But I have to agree strongly with Snotrocket@3:25 AM and Torgeir Hansson@1:07 PM. I am reluctant to use these words, but I must: the narrator has worked so hard to make his points crystal clear that paradoxically he has failed to do so. The narration is slow and dull, even lifeless and a bit condescending. It does not hold interest.
Tip for the narrator: do not keep your eyes stuck to your script. Instead, talk mostly to someone sitting opposite you. Have a real conversation, with all the life that comes from that. Talk to a living person.
Sorry to be so blunt, but I think this is important. The videos could do a lot of good with more life in the delivery.
Please don’t be offended by this criticism. I mean it to be constructive.

Pamela Gray
November 30, 2013 11:25 am

Bruce!!!!! That’s the one!!!! And I sounded just like that when I played it!!!!!! Well, I swore a few times….OMG thank you for that snippet of past fun!

Pamela Gray
November 30, 2013 11:28 am

When I got tired of entering a couple thousand pieces of data, I would play that game. It helped to shake the data cobwebs out of my head when the hour was late.

Robert A. Taylor
November 30, 2013 1:22 pm

WUWT 2013-11-30
Pamela Gray says:
November 27, 2013 at 7:29 pm
If I remember correctly the game was “Colossal Caverns”; it was the first quest type game I played. I never beat it. I couldn’t remember everything, and refused to make notes and draw maps. I very frequently ended with, “You are in a maze of twisty little tunnels, all alike,” with only the Dwarf Comic Books.” Earlier I had played the same or similar game on a DEC machine, perhaps a PDP-10xx or 11xx.
The yellow/orange monitor font was billed by Wang as easier to read and producing less eyestrain. Ha!
There was also a Star Trek game.

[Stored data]
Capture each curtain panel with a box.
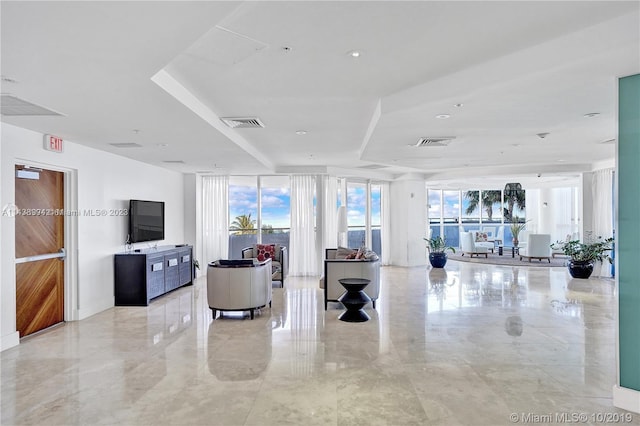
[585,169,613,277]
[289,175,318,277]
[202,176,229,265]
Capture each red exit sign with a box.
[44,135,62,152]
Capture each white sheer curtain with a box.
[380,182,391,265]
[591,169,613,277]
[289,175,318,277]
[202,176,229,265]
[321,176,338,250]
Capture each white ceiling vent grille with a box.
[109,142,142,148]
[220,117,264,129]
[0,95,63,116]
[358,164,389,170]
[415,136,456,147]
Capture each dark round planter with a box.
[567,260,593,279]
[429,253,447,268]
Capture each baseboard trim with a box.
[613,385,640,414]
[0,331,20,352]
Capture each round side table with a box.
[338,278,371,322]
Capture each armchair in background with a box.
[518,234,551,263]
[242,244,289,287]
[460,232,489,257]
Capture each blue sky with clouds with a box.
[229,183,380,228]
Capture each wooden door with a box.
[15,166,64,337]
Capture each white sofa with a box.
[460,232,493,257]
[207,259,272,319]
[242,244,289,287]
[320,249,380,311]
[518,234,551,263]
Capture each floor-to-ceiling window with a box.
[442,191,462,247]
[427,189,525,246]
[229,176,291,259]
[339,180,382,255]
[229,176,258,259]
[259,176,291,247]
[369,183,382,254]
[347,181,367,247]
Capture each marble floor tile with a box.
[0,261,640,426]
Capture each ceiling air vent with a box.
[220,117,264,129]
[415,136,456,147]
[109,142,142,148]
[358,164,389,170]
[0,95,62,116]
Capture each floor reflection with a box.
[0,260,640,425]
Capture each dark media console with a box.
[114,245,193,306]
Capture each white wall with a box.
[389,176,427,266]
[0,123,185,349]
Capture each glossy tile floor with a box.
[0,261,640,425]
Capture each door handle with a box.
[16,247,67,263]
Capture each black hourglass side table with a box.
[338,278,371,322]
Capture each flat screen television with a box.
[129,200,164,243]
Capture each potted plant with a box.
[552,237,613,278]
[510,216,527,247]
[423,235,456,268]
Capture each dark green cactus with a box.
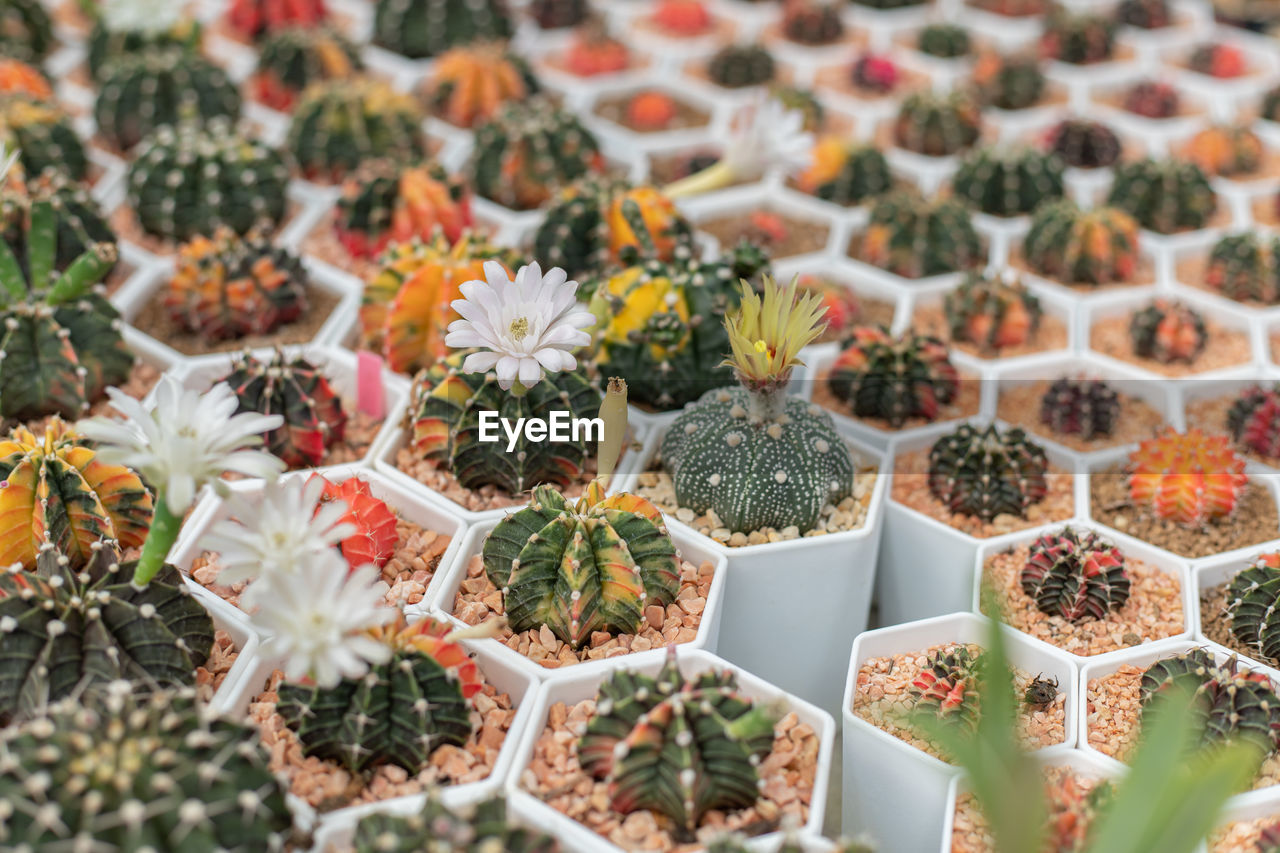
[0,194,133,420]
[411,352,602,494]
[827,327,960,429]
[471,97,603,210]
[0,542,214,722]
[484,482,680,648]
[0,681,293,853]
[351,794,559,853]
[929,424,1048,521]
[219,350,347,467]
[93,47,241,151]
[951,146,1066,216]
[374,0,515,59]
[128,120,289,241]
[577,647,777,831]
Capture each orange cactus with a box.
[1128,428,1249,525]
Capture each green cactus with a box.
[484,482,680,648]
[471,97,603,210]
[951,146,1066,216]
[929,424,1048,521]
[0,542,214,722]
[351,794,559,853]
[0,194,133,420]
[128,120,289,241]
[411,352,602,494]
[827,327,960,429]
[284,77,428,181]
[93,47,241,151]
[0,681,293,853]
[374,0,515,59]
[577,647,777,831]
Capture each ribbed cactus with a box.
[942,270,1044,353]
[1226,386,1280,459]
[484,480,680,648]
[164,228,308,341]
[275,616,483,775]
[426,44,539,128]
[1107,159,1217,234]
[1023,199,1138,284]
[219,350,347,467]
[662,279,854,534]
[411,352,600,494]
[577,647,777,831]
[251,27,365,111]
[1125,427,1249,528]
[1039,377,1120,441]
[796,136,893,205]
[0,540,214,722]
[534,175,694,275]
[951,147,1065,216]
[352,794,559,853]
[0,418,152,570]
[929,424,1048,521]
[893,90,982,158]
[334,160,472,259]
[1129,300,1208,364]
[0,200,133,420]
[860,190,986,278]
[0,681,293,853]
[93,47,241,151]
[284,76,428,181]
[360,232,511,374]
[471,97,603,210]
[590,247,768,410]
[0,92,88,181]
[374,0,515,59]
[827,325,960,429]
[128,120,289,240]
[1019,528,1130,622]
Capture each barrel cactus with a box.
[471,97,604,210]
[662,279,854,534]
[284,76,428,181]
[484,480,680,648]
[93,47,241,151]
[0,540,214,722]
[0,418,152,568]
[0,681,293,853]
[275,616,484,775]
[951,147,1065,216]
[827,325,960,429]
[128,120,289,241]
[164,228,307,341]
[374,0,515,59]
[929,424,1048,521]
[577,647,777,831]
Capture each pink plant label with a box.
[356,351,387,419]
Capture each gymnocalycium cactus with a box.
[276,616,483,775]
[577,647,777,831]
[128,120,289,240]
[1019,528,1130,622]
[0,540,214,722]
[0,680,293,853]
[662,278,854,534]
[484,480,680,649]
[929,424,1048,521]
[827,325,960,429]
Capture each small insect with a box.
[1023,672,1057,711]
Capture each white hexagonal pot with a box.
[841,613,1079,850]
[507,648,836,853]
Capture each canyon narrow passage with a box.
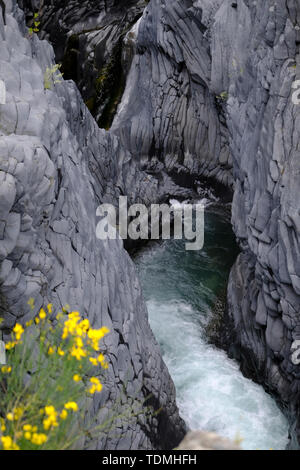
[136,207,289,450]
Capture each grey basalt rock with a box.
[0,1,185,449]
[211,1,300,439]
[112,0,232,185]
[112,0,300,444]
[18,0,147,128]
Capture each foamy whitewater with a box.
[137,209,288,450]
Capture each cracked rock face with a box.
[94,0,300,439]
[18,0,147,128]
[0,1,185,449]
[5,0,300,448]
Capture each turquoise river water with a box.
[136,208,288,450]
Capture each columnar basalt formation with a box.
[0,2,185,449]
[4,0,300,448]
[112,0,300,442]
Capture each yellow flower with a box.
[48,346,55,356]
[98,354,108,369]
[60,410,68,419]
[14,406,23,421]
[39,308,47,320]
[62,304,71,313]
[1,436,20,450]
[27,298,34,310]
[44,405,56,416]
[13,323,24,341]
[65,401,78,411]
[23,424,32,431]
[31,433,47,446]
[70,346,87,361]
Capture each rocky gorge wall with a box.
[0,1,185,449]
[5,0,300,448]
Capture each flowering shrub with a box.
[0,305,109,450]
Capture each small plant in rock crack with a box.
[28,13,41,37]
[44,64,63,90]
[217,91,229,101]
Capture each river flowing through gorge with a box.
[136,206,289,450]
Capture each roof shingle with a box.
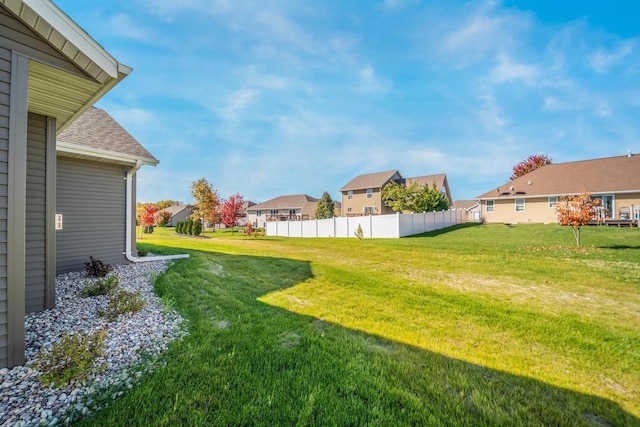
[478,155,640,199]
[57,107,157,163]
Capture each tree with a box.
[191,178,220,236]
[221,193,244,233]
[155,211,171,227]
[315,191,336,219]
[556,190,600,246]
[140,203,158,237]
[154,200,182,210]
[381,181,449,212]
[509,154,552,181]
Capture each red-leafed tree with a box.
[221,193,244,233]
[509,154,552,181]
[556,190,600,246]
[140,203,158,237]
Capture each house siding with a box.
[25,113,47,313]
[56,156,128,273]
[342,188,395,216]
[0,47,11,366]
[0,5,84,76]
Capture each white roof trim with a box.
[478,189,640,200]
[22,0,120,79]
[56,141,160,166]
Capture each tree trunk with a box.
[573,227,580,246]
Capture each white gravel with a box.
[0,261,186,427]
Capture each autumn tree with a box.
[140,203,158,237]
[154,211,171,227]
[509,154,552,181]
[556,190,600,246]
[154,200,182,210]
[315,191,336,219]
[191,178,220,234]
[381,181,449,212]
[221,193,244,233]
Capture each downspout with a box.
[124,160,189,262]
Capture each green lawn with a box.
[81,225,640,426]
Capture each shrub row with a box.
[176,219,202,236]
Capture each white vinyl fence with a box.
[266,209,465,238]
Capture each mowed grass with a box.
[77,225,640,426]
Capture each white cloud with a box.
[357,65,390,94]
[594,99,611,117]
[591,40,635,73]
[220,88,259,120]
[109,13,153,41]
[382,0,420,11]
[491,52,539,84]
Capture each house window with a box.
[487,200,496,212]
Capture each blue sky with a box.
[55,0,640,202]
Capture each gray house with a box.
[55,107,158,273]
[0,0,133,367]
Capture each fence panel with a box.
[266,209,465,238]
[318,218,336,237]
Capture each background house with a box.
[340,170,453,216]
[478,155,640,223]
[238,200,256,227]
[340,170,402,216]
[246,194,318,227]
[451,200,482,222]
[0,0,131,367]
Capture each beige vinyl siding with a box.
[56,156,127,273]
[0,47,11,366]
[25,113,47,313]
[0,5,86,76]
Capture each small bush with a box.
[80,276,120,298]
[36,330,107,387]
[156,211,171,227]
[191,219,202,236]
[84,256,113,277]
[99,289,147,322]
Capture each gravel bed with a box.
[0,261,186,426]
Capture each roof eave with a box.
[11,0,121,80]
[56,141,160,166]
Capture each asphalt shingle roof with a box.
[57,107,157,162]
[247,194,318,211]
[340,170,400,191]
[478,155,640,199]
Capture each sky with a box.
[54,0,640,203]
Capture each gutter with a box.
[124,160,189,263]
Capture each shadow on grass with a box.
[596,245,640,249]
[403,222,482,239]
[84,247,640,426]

__Goal__:
Answer these questions about the comment thread.
(a) Instead of keeping his eyes stuck to the script, what should the narrator do, according to the first comment?
(b) In the comment posted at 11:28 am on November 30, 2013, when would Pamela Gray play the game?
(c) What did Wang claim about the yellow/orange monitor font?

__Solution__:
(a) He should talk mostly to someone sitting opposite him and have a real conversation with a living person.
(b) She would play it when she got tired of entering a couple thousand pieces of data.
(c) Wang billed it as easier to read and as producing less eyestrain.